Objective —
Could you copy the lines below word for word, starting at the line that contains "If you could point to the white cloud" and stopping after the very last line?

··· Supplied material

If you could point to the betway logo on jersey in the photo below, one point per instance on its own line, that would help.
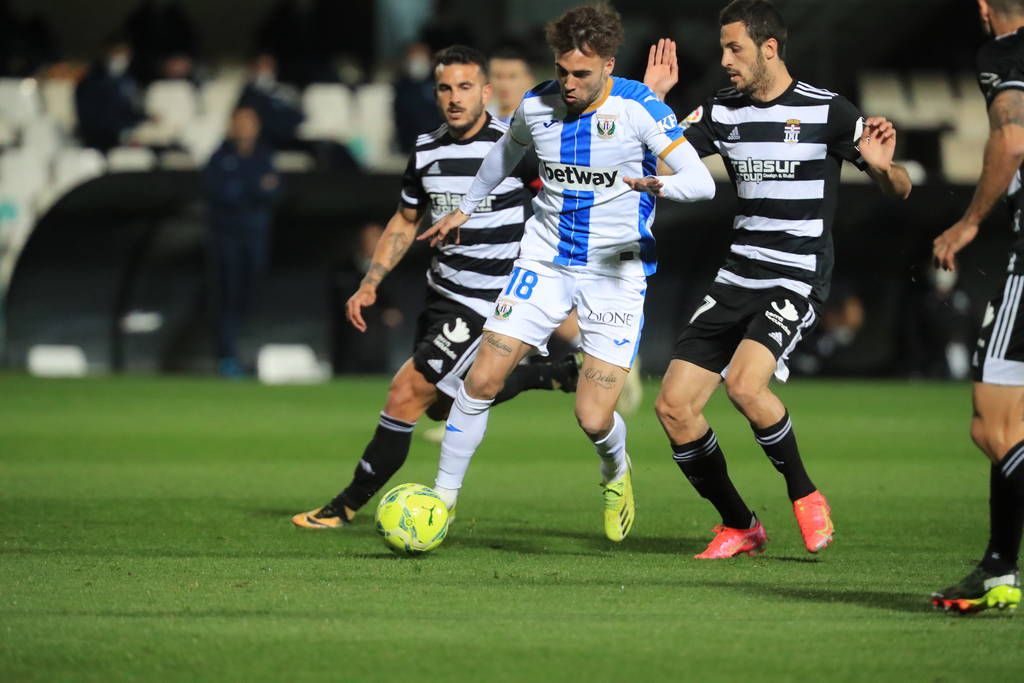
(583, 178)
(756, 170)
(444, 203)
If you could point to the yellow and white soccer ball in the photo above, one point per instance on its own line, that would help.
(412, 518)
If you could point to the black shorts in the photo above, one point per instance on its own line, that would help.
(998, 357)
(448, 335)
(777, 318)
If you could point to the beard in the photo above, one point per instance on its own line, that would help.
(760, 78)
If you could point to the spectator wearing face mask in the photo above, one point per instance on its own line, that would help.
(415, 108)
(108, 99)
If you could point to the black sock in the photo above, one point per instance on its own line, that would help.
(384, 455)
(1007, 510)
(702, 463)
(525, 377)
(779, 443)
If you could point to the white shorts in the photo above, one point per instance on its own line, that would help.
(539, 296)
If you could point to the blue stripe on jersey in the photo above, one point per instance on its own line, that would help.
(662, 113)
(648, 252)
(573, 220)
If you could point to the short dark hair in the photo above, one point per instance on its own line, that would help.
(461, 54)
(1008, 6)
(762, 19)
(596, 29)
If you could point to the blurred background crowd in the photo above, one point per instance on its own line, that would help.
(162, 161)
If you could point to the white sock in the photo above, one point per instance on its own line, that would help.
(611, 451)
(463, 433)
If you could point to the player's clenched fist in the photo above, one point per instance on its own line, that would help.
(365, 296)
(438, 232)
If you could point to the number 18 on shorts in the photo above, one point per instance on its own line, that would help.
(539, 297)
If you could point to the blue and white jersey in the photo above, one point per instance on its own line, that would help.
(585, 214)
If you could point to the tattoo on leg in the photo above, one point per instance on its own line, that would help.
(500, 347)
(600, 379)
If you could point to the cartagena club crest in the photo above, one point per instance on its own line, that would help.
(606, 126)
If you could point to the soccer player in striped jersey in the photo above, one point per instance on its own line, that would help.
(783, 142)
(464, 280)
(998, 360)
(588, 245)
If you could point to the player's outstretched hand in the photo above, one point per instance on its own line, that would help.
(365, 296)
(438, 232)
(878, 142)
(651, 184)
(947, 245)
(663, 68)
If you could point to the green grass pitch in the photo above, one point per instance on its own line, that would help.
(144, 535)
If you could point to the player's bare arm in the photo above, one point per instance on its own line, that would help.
(878, 145)
(395, 241)
(663, 68)
(1004, 154)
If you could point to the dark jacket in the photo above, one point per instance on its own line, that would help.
(232, 185)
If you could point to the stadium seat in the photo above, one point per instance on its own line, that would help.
(19, 99)
(73, 167)
(329, 113)
(203, 136)
(882, 93)
(218, 97)
(128, 160)
(933, 98)
(172, 103)
(58, 101)
(290, 364)
(374, 103)
(42, 138)
(23, 174)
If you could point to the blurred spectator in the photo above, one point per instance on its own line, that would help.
(415, 105)
(370, 351)
(240, 186)
(278, 104)
(298, 33)
(511, 77)
(940, 328)
(163, 41)
(108, 99)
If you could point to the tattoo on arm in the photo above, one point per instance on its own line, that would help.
(500, 347)
(1007, 110)
(600, 379)
(393, 247)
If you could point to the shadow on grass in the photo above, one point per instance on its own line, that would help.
(887, 600)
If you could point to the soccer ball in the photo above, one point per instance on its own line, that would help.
(412, 518)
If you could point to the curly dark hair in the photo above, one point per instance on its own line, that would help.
(591, 29)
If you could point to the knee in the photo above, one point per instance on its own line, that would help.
(742, 391)
(594, 424)
(482, 386)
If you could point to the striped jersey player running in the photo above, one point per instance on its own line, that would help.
(588, 245)
(783, 142)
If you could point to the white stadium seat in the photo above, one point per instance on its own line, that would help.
(173, 103)
(23, 174)
(58, 101)
(73, 167)
(375, 104)
(19, 99)
(329, 113)
(130, 160)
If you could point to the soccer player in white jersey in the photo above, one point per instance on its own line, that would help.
(588, 245)
(784, 142)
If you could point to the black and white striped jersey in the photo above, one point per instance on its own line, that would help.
(439, 173)
(1000, 68)
(784, 159)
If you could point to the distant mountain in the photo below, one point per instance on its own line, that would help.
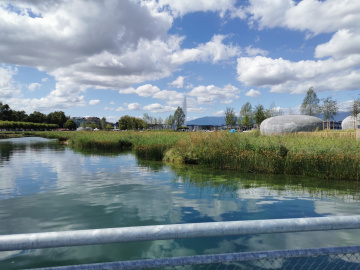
(220, 120)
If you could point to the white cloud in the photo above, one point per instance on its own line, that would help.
(211, 94)
(253, 93)
(219, 113)
(180, 8)
(178, 83)
(32, 86)
(8, 87)
(296, 77)
(212, 51)
(306, 15)
(158, 108)
(255, 51)
(344, 42)
(94, 102)
(134, 106)
(86, 43)
(145, 90)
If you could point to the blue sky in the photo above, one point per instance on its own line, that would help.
(130, 57)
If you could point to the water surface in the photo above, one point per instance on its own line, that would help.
(46, 187)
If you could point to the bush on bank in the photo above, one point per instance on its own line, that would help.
(329, 157)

······

Exercise solution —
If you could point to the white cloud in the photo above, one point per instance on its own line, that would help.
(211, 94)
(253, 93)
(219, 113)
(180, 8)
(178, 83)
(32, 86)
(8, 87)
(296, 77)
(212, 51)
(306, 15)
(158, 108)
(255, 51)
(344, 42)
(94, 102)
(134, 106)
(86, 43)
(145, 90)
If you could point to the blue sky in the photo above, one point per instance on its own line, that would help.
(130, 57)
If you could point to the water surface in the photo above, one point per instance on its own line, that would help.
(46, 187)
If you could point to the bush on bank in the photo above, one point per instance on its own line, that would help.
(329, 157)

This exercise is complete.